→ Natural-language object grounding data
_ _ _ _ _ _ _

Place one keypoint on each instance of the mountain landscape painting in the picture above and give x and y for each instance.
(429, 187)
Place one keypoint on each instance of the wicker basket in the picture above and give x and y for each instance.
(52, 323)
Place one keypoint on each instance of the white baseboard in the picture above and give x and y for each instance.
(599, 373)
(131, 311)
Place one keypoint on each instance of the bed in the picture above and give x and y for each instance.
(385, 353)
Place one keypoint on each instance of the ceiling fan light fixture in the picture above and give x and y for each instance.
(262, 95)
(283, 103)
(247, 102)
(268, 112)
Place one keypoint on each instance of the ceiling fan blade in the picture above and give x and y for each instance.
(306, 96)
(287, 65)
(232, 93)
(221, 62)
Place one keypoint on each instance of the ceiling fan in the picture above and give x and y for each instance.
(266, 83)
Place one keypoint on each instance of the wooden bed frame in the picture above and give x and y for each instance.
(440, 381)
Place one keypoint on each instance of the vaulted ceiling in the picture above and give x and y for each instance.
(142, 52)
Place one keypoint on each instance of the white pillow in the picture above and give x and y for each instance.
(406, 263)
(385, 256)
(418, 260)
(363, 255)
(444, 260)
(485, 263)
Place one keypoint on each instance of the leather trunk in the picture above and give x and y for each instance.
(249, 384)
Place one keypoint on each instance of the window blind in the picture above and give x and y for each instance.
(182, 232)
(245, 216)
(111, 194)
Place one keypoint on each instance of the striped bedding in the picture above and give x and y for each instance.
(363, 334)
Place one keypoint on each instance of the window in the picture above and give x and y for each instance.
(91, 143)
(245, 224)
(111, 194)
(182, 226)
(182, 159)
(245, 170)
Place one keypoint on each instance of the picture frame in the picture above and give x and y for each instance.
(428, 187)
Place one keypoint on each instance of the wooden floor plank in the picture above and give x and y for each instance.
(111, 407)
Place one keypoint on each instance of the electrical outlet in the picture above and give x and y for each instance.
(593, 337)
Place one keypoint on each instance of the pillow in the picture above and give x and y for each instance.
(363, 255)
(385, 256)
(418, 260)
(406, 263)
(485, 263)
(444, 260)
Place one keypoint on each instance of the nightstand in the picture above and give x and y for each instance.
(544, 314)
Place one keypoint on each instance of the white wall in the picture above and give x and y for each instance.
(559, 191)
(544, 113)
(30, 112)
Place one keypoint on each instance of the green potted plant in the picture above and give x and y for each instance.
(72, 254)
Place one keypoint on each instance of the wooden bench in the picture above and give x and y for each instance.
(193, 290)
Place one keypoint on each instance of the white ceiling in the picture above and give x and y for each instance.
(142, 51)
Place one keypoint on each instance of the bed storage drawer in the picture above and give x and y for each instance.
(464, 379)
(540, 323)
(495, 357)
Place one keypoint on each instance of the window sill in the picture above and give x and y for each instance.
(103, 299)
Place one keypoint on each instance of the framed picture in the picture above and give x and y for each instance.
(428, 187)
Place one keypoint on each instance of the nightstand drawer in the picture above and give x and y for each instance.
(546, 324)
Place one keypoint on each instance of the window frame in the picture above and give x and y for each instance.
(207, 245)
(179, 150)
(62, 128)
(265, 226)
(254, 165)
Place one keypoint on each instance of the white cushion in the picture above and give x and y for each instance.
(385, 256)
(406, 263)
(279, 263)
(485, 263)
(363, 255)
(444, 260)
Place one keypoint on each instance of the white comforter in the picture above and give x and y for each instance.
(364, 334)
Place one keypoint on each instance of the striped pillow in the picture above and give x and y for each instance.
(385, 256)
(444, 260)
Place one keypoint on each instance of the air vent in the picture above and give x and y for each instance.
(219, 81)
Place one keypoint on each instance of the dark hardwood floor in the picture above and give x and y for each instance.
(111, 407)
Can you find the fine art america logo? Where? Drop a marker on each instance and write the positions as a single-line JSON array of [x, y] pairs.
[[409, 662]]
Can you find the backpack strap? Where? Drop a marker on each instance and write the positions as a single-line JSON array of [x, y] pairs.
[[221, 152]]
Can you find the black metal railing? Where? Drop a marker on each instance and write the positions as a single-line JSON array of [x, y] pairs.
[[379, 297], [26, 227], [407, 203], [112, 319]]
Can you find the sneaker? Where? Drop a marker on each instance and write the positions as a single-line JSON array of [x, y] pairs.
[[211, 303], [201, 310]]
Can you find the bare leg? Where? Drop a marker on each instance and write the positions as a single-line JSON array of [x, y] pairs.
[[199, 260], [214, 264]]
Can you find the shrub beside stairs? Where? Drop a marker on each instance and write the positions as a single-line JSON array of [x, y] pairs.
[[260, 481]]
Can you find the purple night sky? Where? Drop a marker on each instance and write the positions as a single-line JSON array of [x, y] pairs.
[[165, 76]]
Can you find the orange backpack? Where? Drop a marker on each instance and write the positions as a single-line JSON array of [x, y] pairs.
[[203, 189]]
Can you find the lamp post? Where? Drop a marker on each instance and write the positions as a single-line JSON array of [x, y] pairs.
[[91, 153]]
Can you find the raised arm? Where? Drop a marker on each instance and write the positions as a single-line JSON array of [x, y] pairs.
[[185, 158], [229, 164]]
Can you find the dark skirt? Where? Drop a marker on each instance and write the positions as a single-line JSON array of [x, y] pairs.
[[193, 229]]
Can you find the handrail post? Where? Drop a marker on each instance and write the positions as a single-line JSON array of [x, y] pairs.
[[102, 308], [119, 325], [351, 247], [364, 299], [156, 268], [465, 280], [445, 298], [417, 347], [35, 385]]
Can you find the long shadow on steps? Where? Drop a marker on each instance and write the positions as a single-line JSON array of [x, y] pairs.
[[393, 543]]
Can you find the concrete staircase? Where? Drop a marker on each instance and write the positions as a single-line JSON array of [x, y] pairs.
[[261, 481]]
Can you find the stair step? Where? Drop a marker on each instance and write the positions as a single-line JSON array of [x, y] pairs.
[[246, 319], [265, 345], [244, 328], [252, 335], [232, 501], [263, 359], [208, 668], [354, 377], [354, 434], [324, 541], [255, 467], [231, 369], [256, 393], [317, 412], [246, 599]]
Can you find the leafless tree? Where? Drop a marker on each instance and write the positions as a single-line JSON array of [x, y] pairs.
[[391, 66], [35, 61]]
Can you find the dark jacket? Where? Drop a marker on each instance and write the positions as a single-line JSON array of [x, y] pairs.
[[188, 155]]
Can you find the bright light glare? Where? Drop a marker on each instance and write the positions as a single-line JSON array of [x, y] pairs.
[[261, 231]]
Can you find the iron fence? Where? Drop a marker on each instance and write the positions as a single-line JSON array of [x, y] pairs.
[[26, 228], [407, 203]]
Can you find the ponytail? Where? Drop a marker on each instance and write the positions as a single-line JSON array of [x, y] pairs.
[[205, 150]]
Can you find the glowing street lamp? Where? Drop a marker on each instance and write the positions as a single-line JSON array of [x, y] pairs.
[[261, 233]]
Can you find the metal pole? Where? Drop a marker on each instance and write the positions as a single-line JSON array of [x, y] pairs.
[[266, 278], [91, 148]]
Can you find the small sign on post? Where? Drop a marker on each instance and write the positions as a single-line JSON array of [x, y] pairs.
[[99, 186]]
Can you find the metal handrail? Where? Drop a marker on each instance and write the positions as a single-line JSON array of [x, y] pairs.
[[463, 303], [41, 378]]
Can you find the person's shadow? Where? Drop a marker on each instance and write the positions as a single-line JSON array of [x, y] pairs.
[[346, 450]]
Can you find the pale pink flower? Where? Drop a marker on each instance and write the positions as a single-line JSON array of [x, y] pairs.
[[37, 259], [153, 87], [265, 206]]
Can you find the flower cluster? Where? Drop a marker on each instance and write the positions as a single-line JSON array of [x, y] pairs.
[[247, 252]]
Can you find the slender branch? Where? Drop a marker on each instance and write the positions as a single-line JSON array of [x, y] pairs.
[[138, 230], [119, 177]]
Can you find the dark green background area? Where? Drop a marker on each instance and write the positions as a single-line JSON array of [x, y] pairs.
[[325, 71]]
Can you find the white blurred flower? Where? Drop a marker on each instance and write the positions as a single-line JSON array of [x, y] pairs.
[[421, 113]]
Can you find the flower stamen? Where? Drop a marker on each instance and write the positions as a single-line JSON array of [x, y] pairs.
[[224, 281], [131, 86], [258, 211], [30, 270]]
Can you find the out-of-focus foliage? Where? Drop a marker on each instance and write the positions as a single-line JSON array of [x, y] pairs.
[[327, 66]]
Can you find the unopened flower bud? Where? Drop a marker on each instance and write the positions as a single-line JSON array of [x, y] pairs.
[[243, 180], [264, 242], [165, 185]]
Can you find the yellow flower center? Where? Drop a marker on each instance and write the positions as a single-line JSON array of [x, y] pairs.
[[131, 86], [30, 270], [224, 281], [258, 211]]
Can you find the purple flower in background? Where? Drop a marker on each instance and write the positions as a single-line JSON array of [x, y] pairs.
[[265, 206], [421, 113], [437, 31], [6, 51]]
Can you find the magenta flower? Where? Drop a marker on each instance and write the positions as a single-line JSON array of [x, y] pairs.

_ _ _ _ _ _ _

Begin with the line containing "Can you find the slender" and repeat each line exactly until the records above end.

→ Answer space
Can you find the slender branch? Where? Drop a marker on each instance and write the positions as a single-line JSON array of [x, y] pairs.
[[138, 230], [119, 177]]
Can you find the dark green background area? Where? Drop a marker on each instance and write the positions as a single-line JSON array of [x, y] pairs.
[[325, 71]]
Can you find the white blurred flower? Where? Drop a marker on each instance and write the positions as a single-line JSON array of [x, y] pairs.
[[421, 113]]
Can you find the flower stamen? Where? Drop a marker on each instance and write the positions as a single-line JSON array of [x, y] pairs.
[[224, 281], [131, 86], [258, 211], [30, 270]]
Can you find the out-of-focus foliage? Where? Drop a marker on each instance and write the positions as a single-line JSON array of [x, y] pairs.
[[327, 66]]
Can you find the unopened flower bud? Where? Drop a marker on each instance and write the positions as a single-line JSON array of [x, y] pairs.
[[243, 180], [264, 242], [165, 185]]
Can you find the yellow flower center? Where? Drop a marker on each instance and write the positions as a single-line JSON array of [x, y] pairs.
[[131, 86], [30, 270], [224, 281], [258, 211]]
Can you find the purple flower in background? Where? Drop a marker on each instance and write the positions as a single-line JSON array of [x, y] pairs.
[[265, 206], [421, 113], [437, 31], [6, 51]]
Can you find the magenta flower? Where? Drop a marker on each instance and write the positions as a single-line JSON array of [x, y] pairs.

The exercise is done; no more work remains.